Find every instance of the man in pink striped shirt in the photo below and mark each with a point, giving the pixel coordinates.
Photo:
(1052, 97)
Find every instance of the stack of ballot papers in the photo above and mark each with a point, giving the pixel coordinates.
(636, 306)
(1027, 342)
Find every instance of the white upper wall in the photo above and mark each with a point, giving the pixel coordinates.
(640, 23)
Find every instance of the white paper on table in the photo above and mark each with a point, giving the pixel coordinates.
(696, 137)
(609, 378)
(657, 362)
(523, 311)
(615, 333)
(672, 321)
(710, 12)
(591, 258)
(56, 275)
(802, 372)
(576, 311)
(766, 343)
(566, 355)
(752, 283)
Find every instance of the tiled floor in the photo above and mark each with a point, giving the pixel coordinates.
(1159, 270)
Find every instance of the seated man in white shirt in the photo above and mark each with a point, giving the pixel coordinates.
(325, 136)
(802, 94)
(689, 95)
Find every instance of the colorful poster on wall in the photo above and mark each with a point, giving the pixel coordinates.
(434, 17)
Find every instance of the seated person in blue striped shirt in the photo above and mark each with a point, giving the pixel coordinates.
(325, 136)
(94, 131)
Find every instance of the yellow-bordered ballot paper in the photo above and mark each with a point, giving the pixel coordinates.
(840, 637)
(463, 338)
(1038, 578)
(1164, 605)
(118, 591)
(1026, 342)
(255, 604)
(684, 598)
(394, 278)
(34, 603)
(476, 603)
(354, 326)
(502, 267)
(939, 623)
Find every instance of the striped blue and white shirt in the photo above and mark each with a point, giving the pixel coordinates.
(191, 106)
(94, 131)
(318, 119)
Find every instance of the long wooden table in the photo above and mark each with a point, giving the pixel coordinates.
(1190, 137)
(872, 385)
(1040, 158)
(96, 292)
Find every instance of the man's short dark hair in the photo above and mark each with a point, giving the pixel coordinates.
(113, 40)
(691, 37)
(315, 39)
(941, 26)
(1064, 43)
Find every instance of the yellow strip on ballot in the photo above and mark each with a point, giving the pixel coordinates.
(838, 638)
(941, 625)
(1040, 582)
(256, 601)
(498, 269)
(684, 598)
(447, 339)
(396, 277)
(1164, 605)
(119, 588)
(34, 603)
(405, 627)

§

What the exercise asks: Copy the data from the beginning up to and including the line with "(1027, 342)", replacing "stack of ballot papers" with "pile of ballot papers" and leaving everything else unchanged.

Solution to this task:
Find every instance of the man in pink striped shirt in the photo below and mark each with a point, giving the pixel coordinates.
Photo:
(1052, 97)
Find every instance of the pile of ballot papers in the photo above and mark each with a point, giving the pixel coordinates.
(636, 306)
(1027, 342)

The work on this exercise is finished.